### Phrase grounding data
----------
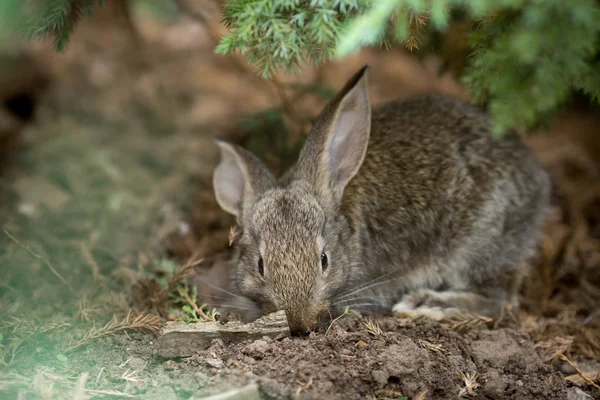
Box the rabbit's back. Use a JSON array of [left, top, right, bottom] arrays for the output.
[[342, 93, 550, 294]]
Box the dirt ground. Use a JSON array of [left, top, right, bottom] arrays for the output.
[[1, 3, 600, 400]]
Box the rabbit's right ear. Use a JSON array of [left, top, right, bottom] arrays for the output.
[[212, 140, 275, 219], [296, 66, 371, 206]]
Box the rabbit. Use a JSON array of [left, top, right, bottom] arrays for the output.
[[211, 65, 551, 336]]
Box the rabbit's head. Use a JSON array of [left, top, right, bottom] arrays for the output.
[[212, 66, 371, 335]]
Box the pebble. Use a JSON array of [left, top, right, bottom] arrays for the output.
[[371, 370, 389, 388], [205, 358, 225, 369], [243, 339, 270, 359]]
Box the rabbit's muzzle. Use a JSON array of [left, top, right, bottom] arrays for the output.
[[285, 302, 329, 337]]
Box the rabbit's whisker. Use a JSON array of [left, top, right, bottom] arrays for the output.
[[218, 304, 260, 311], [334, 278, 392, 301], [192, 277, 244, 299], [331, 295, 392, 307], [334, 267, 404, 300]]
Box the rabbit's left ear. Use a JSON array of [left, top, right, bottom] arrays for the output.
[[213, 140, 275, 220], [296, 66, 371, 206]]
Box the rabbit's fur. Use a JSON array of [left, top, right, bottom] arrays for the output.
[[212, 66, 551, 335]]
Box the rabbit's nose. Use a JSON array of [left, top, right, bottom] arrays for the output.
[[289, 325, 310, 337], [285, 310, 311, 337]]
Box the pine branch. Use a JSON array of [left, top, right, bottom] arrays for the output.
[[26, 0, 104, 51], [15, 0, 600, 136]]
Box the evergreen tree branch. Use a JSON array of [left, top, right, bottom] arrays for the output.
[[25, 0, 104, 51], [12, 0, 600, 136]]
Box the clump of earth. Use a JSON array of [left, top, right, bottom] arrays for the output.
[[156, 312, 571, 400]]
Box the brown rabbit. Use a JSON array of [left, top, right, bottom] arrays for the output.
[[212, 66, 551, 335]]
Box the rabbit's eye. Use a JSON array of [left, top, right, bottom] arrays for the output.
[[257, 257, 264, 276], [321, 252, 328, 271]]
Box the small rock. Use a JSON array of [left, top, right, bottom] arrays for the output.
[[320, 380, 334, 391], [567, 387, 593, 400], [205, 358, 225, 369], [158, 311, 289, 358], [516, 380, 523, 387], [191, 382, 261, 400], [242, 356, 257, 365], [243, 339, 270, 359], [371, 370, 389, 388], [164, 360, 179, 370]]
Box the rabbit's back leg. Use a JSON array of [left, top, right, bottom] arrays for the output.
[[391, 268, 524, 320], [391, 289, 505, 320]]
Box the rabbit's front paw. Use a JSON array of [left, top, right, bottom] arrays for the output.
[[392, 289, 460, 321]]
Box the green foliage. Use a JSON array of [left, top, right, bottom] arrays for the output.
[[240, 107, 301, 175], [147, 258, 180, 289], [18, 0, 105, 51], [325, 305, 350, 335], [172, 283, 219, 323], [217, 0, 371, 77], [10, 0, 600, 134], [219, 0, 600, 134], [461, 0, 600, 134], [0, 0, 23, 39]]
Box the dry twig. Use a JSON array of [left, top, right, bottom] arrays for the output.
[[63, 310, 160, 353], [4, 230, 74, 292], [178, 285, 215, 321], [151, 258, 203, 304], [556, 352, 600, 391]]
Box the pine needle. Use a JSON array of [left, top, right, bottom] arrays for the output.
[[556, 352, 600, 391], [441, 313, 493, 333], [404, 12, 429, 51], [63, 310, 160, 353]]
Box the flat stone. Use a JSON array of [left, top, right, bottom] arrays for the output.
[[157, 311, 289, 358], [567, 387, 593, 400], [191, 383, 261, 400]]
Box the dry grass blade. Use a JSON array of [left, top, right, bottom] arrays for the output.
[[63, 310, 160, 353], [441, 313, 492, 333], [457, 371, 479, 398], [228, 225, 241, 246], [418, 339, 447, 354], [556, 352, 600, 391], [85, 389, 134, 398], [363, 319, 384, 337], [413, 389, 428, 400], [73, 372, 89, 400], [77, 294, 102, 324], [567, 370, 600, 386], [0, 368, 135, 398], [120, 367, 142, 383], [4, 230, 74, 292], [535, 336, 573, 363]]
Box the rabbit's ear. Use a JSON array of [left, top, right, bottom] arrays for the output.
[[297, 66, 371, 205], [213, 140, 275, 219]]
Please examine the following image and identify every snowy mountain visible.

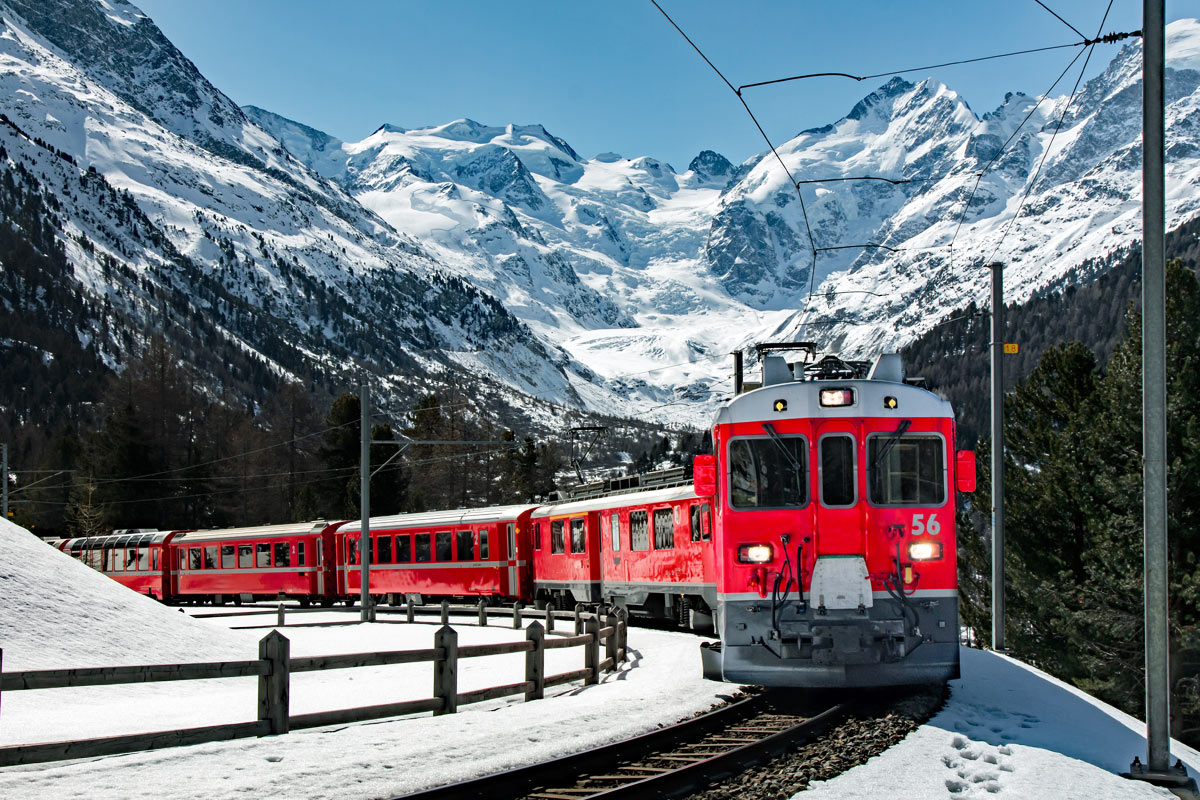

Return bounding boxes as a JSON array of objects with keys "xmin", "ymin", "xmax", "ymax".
----------
### WORK INSTRUCTIONS
Retype the records exactly. Any image in them should not appear in what you write.

### OUTPUT BELOW
Box the rabbit's back. Use a JSON array of [left, top, right, bottom] arrays for the output.
[[342, 93, 550, 294]]
Box the dirt ground. Use a JSON array of [left, top, right, bottom] arrays for the output.
[[1, 3, 600, 400]]
Box the rabbit's right ear. Use a JSON array of [left, top, right, bottom] arrays for the output.
[[212, 140, 275, 219], [296, 66, 371, 206]]
Box the rabbit. Use a JSON array of [left, top, right, bottom] arrays for the output.
[[211, 65, 551, 336]]
Box the rabbit's head. Use a JSON array of [left, top, right, bottom] arrays for the output.
[[212, 66, 371, 335]]
Box the pebble. Use a JSON array of [left, top, right, bottom] arrays for the output.
[[371, 370, 389, 388], [205, 358, 225, 369], [243, 339, 270, 359]]
Box the rabbit's muzzle. Use a JSON array of [left, top, right, bottom] arrays for the output.
[[285, 302, 329, 337]]
Box the rabbit's whisker. Use a JSON array of [left, top, right, bottom] arrays for the output.
[[218, 304, 260, 311], [334, 278, 392, 301], [192, 277, 244, 299], [331, 295, 392, 307], [334, 267, 404, 300]]
Box the rabbit's left ear. Use a JSON array of [left, top, right, bottom] arrays for the output.
[[213, 140, 275, 220], [296, 66, 371, 206]]
Box the rabbit's fur. Use a JSON array of [left, top, right, bottom] arrays for the output.
[[212, 66, 551, 335]]
Box the rabbit's nose. Use a JSON array of [left, top, right, bottom] arrays for the output.
[[289, 325, 310, 337], [285, 310, 311, 337]]
Box the pine branch. Use a JSON array of [left, top, right, bottom] arrays for the output.
[[26, 0, 104, 51], [15, 0, 600, 136]]
Box the evergreen tree branch. Use a JSON array of [left, top, right, bottom] arrays for the output.
[[25, 0, 104, 51], [12, 0, 600, 136]]
Box the clump of earth. Use a JSON array of [left, top, right, bottom] arrays for the output.
[[156, 312, 571, 400]]
Box the brown rabbit. Use a JSON array of [left, top, right, bottom] arrays for the output.
[[212, 66, 551, 335]]
Box the rabbit's eye. Use a JSON array of [left, top, right, bottom] arrays for the output.
[[257, 257, 264, 276], [321, 252, 328, 271]]
Box the small rock. Use a JSON array of [left, top, right, bottom] arrays for the output.
[[320, 380, 334, 391], [567, 387, 593, 400], [205, 358, 225, 369], [158, 311, 289, 358], [516, 380, 523, 387], [191, 382, 261, 400], [242, 356, 257, 365], [243, 339, 270, 359], [371, 370, 389, 388], [164, 360, 179, 370]]
Box the rabbit's back leg. Use a JSON array of [left, top, right, bottom] arrays for the output.
[[391, 268, 524, 320], [391, 289, 505, 320]]
Box the rabbit's front paw. Use a JSON array of [left, top, right, bottom] arrays for the output.
[[392, 289, 460, 321]]
Box the green foliage. Use a JSON array of [left, top, right, bottom] arrays for the output.
[[240, 107, 301, 175], [147, 258, 180, 289], [18, 0, 105, 51], [325, 305, 350, 335], [172, 283, 219, 323], [217, 0, 371, 77], [10, 0, 600, 134], [219, 0, 600, 134], [461, 0, 600, 134], [0, 0, 23, 39]]
Box the dry twig. Use a JSON array of [left, top, right, bottom] arrays for the output.
[[63, 310, 160, 353], [4, 230, 74, 292], [178, 285, 215, 321], [151, 258, 203, 304], [556, 352, 600, 391]]
Box the pine needle. Use a JSON array of [left, top, right, bottom] arrays for the output.
[[556, 352, 600, 391], [441, 313, 493, 333], [404, 12, 429, 51], [63, 310, 160, 353]]
Box the flat stone. Use a JSON array of [left, top, right, bottom] arrays for the output.
[[157, 311, 289, 358], [567, 387, 593, 400], [191, 383, 261, 400]]
Box the dry grass blade. Use a JSON array of [left, top, right, bottom] arrays for the output.
[[63, 310, 160, 353], [441, 313, 492, 333], [457, 371, 479, 398], [228, 225, 241, 246], [418, 339, 447, 354], [556, 352, 600, 391], [85, 389, 134, 398], [363, 319, 384, 337], [413, 389, 428, 400], [73, 372, 89, 400], [77, 294, 102, 324], [567, 370, 600, 386], [0, 368, 135, 398], [120, 367, 142, 383], [4, 230, 74, 292], [535, 336, 573, 363]]
Box the rabbit's ear. Use a JSON array of [left, top, right, bottom] arrays for the output.
[[297, 66, 371, 205], [213, 140, 275, 219]]
Please examine the following image and identify every snowy mountain visible.


Return bounding boxes as a JSON array of objects with keys "xmin", "ymin", "xmax", "ymax".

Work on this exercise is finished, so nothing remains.